[Coordinate annotation entries]
-*-*-
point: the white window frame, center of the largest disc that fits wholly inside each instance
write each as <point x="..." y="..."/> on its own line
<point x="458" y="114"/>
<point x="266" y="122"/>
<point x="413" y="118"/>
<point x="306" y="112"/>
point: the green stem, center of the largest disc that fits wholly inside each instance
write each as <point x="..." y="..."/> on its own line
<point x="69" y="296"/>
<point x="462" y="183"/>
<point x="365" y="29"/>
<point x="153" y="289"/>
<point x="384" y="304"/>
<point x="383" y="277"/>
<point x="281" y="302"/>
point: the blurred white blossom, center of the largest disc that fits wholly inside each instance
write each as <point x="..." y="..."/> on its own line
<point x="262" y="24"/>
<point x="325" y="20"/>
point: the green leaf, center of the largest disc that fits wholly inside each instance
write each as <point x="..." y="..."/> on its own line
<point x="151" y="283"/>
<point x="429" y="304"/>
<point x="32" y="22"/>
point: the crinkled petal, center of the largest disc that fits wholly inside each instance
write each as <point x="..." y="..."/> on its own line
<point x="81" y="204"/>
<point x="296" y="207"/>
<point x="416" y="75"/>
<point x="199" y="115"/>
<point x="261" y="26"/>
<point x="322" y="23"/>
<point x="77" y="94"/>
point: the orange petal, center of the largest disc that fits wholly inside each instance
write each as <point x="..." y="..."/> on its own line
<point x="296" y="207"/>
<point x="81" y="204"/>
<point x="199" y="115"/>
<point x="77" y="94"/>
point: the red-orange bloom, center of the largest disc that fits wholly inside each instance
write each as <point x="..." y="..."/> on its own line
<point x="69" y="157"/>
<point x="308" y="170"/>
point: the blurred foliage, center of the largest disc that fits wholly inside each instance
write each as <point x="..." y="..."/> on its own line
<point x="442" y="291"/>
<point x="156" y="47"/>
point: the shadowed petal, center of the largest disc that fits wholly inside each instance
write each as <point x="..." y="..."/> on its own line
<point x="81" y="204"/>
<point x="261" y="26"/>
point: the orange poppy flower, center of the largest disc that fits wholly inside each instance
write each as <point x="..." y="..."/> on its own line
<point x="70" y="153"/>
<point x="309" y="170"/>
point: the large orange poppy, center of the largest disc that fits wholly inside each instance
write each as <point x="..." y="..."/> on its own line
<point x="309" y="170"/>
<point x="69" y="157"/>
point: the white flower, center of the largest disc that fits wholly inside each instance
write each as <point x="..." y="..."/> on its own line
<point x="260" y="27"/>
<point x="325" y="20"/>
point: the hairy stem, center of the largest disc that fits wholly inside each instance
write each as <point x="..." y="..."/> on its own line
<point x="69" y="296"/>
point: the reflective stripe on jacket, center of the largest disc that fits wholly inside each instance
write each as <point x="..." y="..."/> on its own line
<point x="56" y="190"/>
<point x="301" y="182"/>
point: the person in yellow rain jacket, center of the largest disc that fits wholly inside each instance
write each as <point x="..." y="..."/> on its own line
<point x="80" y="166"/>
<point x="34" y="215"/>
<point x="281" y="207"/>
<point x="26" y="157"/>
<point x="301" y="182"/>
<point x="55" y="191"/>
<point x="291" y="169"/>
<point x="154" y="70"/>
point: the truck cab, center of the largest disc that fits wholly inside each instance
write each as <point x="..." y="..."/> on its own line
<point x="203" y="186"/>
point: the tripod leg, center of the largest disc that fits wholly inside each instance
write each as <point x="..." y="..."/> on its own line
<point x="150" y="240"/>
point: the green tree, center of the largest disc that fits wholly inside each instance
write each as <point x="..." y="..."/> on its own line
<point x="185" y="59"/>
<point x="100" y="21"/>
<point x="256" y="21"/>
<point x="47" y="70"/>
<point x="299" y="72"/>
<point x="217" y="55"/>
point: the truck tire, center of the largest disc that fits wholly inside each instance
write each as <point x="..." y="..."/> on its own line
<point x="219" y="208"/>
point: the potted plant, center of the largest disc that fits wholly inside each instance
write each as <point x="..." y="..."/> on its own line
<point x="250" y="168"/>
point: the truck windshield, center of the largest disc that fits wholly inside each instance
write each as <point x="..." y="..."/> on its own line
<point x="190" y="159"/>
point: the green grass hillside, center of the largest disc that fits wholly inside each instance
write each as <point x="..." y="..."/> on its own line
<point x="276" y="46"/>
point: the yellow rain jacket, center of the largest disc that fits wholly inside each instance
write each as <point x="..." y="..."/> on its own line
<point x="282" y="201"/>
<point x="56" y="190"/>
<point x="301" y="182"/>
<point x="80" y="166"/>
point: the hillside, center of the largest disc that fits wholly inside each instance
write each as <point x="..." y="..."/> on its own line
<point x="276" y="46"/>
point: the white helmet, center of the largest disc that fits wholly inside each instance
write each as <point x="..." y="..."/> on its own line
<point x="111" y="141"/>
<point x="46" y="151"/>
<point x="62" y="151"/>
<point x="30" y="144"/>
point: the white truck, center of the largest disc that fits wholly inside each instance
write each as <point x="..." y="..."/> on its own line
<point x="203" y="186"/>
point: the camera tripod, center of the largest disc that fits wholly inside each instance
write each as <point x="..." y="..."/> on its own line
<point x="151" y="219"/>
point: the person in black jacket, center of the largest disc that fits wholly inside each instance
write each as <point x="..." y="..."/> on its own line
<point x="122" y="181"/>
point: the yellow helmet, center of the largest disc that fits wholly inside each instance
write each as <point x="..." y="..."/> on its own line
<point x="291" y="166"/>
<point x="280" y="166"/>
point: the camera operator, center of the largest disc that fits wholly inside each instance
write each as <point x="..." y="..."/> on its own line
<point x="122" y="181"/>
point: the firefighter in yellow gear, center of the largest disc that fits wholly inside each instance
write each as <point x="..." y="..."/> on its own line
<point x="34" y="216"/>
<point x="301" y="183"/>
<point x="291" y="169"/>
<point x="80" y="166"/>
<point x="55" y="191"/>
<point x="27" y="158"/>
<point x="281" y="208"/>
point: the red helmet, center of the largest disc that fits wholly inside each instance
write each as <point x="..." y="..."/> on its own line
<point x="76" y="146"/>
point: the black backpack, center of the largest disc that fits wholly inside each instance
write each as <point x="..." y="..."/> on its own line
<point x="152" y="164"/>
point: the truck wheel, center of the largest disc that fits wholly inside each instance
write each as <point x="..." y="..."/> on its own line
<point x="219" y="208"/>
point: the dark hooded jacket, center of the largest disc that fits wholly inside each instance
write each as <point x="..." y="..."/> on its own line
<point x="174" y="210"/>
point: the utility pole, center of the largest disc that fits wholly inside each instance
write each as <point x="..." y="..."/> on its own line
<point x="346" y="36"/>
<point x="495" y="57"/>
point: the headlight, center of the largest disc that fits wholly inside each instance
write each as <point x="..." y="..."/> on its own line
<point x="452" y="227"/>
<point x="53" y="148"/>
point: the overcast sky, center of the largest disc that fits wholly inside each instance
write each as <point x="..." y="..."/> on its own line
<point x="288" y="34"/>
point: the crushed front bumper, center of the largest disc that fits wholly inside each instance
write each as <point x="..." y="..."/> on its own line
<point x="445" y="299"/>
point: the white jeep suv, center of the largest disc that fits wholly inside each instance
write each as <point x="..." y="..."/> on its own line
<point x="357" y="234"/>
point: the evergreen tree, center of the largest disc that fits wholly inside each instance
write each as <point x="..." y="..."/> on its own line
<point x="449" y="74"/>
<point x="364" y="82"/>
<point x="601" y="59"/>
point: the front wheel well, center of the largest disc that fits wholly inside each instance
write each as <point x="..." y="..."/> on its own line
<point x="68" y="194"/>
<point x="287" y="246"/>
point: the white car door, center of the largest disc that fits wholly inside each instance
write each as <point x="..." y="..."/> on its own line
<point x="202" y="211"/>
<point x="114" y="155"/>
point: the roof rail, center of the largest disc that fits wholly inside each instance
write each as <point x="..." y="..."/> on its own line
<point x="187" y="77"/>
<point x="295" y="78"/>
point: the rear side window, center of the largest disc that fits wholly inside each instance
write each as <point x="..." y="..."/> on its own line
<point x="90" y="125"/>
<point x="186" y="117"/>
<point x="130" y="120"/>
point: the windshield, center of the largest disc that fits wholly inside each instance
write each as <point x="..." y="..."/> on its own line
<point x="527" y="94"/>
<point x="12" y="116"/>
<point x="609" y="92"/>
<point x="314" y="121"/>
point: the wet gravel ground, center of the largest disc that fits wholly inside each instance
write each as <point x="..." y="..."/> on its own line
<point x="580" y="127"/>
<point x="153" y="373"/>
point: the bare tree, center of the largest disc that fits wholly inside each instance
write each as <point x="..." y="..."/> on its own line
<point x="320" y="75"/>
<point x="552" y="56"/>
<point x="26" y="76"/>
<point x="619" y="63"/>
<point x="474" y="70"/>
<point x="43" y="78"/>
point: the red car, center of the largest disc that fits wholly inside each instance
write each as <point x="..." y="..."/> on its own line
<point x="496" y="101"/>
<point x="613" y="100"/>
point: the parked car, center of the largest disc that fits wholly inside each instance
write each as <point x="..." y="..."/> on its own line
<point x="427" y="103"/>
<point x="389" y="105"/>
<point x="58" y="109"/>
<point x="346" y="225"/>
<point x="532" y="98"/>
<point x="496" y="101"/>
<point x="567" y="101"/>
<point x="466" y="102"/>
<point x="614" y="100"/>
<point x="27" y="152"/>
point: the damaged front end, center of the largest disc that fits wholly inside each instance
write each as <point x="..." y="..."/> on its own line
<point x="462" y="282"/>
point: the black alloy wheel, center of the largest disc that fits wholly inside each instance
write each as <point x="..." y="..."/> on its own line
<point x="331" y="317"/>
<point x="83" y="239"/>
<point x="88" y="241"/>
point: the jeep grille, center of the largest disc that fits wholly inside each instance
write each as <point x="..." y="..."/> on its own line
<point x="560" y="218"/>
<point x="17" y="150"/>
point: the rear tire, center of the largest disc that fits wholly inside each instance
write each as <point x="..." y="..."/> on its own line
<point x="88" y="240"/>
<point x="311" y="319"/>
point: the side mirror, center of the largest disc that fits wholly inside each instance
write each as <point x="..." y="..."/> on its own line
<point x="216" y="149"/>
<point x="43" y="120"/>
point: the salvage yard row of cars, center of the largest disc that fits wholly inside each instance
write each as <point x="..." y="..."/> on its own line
-*-*-
Instruction ▸
Put every line of the entries from the one containing "point: the side" through the last line into a Markdown table with the columns Row and Line, numbering the rows and leaving out blank lines.

Output below ▸
| Row | Line |
|---|---|
| 1 | point: the side mirror, center of the largest disc that fits wholly inside each instance |
| 2 | write each as <point x="..." y="..."/> on its own line |
| 3 | <point x="216" y="149"/> |
| 4 | <point x="43" y="120"/> |
| 5 | point: the salvage yard row of cars, center of the largest disc that fits wholly inside each instance |
| 6 | write each as <point x="..." y="..."/> on its own line |